Exercise: Read the data and repeat it in full, exactly.

(Point localization data)
=-=-=-=-=
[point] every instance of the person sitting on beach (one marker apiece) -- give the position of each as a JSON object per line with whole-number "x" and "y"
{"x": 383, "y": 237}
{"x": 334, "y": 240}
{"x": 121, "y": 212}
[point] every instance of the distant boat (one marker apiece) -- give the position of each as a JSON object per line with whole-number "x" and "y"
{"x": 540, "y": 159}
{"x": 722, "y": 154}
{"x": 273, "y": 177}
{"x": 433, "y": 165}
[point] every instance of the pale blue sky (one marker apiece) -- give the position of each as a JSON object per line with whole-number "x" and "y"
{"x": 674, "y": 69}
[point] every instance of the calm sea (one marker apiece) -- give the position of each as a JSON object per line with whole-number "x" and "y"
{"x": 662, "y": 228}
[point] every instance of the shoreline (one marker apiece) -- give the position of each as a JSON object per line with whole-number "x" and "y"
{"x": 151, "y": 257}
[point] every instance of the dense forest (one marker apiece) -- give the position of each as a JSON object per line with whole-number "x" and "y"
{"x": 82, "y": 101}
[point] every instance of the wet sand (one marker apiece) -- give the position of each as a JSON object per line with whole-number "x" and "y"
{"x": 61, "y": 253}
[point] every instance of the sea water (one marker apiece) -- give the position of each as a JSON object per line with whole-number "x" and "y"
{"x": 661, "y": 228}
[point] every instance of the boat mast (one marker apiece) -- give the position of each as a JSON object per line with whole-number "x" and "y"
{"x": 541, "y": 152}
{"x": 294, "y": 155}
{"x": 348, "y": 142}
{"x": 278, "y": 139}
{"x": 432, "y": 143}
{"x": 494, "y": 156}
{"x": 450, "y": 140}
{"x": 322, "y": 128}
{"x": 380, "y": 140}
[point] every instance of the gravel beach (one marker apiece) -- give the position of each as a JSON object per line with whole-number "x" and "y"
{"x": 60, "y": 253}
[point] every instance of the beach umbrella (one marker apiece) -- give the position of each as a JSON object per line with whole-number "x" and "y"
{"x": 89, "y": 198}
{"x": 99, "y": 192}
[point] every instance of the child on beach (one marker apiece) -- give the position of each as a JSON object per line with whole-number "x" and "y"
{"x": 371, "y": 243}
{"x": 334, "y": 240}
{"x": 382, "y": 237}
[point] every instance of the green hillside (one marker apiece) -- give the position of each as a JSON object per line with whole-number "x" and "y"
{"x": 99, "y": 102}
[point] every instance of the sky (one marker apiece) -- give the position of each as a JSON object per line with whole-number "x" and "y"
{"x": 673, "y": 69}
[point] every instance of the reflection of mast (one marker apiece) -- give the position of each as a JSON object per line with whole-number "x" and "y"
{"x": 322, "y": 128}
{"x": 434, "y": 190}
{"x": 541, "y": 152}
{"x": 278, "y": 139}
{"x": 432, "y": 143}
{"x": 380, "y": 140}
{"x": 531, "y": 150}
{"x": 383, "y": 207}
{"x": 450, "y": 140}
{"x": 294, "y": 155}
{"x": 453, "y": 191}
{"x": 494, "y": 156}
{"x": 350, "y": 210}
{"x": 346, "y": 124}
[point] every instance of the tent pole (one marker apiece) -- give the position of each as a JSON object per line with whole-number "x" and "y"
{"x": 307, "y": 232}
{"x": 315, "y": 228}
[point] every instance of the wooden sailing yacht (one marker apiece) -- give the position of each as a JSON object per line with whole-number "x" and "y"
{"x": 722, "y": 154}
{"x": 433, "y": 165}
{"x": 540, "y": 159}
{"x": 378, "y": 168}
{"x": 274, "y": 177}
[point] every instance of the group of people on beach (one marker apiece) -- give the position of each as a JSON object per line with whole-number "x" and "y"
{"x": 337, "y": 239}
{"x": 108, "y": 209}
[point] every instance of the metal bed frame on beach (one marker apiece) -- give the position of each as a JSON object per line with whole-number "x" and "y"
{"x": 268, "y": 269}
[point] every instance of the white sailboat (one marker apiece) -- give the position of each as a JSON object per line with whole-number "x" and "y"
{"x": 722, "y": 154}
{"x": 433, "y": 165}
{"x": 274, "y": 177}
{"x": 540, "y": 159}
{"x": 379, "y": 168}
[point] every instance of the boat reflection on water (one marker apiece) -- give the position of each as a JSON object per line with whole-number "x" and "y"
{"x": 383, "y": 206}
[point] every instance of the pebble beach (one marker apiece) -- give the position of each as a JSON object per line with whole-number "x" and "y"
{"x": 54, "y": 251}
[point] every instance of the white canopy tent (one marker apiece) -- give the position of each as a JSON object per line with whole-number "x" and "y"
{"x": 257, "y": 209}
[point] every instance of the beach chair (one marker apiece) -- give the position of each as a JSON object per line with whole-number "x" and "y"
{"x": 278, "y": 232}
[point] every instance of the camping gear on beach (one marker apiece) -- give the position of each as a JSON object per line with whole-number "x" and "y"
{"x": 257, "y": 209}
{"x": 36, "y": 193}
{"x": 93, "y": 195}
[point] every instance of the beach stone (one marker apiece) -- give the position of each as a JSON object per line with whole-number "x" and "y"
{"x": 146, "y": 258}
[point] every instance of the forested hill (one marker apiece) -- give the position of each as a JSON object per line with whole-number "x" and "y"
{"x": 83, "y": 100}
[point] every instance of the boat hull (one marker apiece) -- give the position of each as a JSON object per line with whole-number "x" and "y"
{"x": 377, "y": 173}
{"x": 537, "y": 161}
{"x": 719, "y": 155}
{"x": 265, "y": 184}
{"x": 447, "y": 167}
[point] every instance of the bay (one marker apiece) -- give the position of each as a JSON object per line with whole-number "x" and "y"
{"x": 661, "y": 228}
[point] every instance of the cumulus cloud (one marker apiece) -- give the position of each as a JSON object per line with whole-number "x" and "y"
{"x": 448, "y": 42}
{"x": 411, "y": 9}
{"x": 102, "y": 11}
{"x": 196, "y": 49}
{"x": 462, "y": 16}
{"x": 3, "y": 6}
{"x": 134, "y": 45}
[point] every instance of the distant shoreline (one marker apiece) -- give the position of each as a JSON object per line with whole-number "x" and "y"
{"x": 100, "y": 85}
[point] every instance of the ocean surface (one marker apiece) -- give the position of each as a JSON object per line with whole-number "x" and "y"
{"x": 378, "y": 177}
=-=-=-=-=
Response to the exercise:
[point] every instance of the person sitting on beach (one marker apiece) -- give the position of each as a JSON object per line with whole-number "x" and "y"
{"x": 383, "y": 237}
{"x": 334, "y": 240}
{"x": 121, "y": 212}
[point] every instance of the distant boat (one marker apiece) -- give the position of each as a JSON object per line with whole-number "x" and "y"
{"x": 540, "y": 159}
{"x": 722, "y": 154}
{"x": 273, "y": 177}
{"x": 433, "y": 165}
[point] every instance of the pale blue sky (one marker apiece) -- give the position of each as a JSON object per line with whole-number "x" and "y"
{"x": 674, "y": 69}
[point] every instance of the calm sea (one marker apiece) -- give the position of each as a JSON object per line with whole-number "x" and "y"
{"x": 662, "y": 228}
[point] every instance of the shoreline (one marker apiece) -- give the position of each as a JSON object per line with whole-number "x" and "y"
{"x": 151, "y": 257}
[point] every instance of the dense forest (one marker apiece) -- give the position of each as a JSON object per line with whole-number "x" and "y"
{"x": 82, "y": 101}
[point] every instance of the wet sand (one marker apiece) -- give the position of each as a JSON object per line with whole-number "x" and "y"
{"x": 61, "y": 253}
[point] every instance of the sea water (one marker apiece) -- give the position of each as a JSON object per line with whole-number "x" and "y"
{"x": 661, "y": 228}
[point] every instance of the boat mast (one marker apiece) -- give the position of each as a JSON object per line with whole-number "x" and "y"
{"x": 541, "y": 152}
{"x": 294, "y": 155}
{"x": 348, "y": 142}
{"x": 278, "y": 139}
{"x": 432, "y": 143}
{"x": 494, "y": 156}
{"x": 450, "y": 140}
{"x": 322, "y": 128}
{"x": 380, "y": 140}
[point] every instance of the gravel beach (one marker apiece) -- give the position of each as a JSON object per line with whole-number "x" and "y"
{"x": 60, "y": 253}
[point] every instance of the beach umbrella (one marker apiece) -- give the position of each as a JSON object per line with whole-number "x" and "y"
{"x": 89, "y": 198}
{"x": 99, "y": 192}
[point] every instance of the child on beach (one marker apiece) -- give the position of each as a JSON object per line with whole-number "x" and "y"
{"x": 371, "y": 243}
{"x": 334, "y": 240}
{"x": 382, "y": 237}
[point] every instance of the green hillside (one marker apiece) -- give the position of each as a JSON object per line with whole-number "x" and "y"
{"x": 99, "y": 102}
[point] every instance of the sky (one marker apiece) -- give the position of each as a JSON object per line with whole-number "x" and "y"
{"x": 673, "y": 69}
[point] every instance of the reflection of mast (one marker apiece) -- give the position of each as a JSON object per line with whole-number "x" and "y"
{"x": 322, "y": 128}
{"x": 434, "y": 190}
{"x": 541, "y": 152}
{"x": 278, "y": 139}
{"x": 432, "y": 143}
{"x": 380, "y": 140}
{"x": 531, "y": 150}
{"x": 383, "y": 207}
{"x": 450, "y": 140}
{"x": 294, "y": 155}
{"x": 453, "y": 191}
{"x": 494, "y": 156}
{"x": 350, "y": 210}
{"x": 346, "y": 124}
[point] every instance of the tent pole (one marker apiece) -- give the position of each as a JSON object per line with whole-number "x" and "y"
{"x": 307, "y": 232}
{"x": 315, "y": 228}
[point] every instance of the wooden sailing yacht (one marker apiece) -- give the position of each as a JSON object per line with whole-number "x" and "y"
{"x": 722, "y": 154}
{"x": 433, "y": 165}
{"x": 540, "y": 159}
{"x": 378, "y": 168}
{"x": 274, "y": 177}
[point] every instance of the group of people on beach (one marker apiece) -- give the position of each as a JSON object per line with whole-number "x" and "y"
{"x": 337, "y": 239}
{"x": 108, "y": 209}
[point] every instance of the metal bed frame on beach (one marker apiece) -- give the position of each as a JSON object per line with whole-number "x" and "y"
{"x": 268, "y": 269}
[point] every instance of the white sailboat (one marker apiece) -- give the position of each as a JSON object per line with whole-number "x" and "y"
{"x": 722, "y": 154}
{"x": 433, "y": 165}
{"x": 274, "y": 177}
{"x": 540, "y": 159}
{"x": 379, "y": 168}
[point] every instance of the boat reflection on water (one marker apiece) -- give the position of each as a JSON object per line with whole-number "x" and "y"
{"x": 383, "y": 206}
[point] every instance of the pebble beach (one marker apiece) -- give the position of each as a JSON object per line with whole-number "x" and "y"
{"x": 54, "y": 251}
[point] every instance of the white canopy tent (one marker apiece) -- give the position of each as a JSON object per line with whole-number "x" and "y"
{"x": 257, "y": 209}
[point] every instance of the beach chair (one marker apiece) -- give the position of each as a JSON object per line with whole-number "x" and "y"
{"x": 278, "y": 232}
[point] every instance of the camping gear on beach (one marker apiece) -- give the position of each as a JSON object per line with whole-number "x" and "y"
{"x": 257, "y": 209}
{"x": 36, "y": 193}
{"x": 93, "y": 195}
[point] every instance of the beach stone (one marker apiece) -- give the position of each as a JSON object per line with whole-number "x" and "y"
{"x": 146, "y": 258}
[point] every instance of the forested hill (one marker apiece) -- give the position of each as a JSON object per line with whole-number "x" and "y"
{"x": 83, "y": 100}
[point] every instance of the boat hull (one marker apiece) -- give the position of each as a JSON object per line with whole-number "x" and "y"
{"x": 377, "y": 173}
{"x": 537, "y": 161}
{"x": 719, "y": 155}
{"x": 265, "y": 184}
{"x": 447, "y": 167}
[point] every instance of the bay (one marker apiece) -- give the position of each as a JSON object per line with whole-number "x" and "y"
{"x": 661, "y": 228}
[point] every instance of the cumulus cloud (one marker apiece) -- give the position of each as a JSON object per line with whole-number "x" and "y"
{"x": 448, "y": 42}
{"x": 411, "y": 9}
{"x": 102, "y": 11}
{"x": 196, "y": 49}
{"x": 462, "y": 16}
{"x": 3, "y": 6}
{"x": 134, "y": 45}
[point] every instance of the distant shoreline (one marker apiece) -- give the position of each as a JSON object per line with whole-number "x" and "y"
{"x": 100, "y": 85}
[point] every instance of the ocean surface (one marker apiece) -- give the position of each as a JSON object per line with whole-number "x" and "y"
{"x": 378, "y": 177}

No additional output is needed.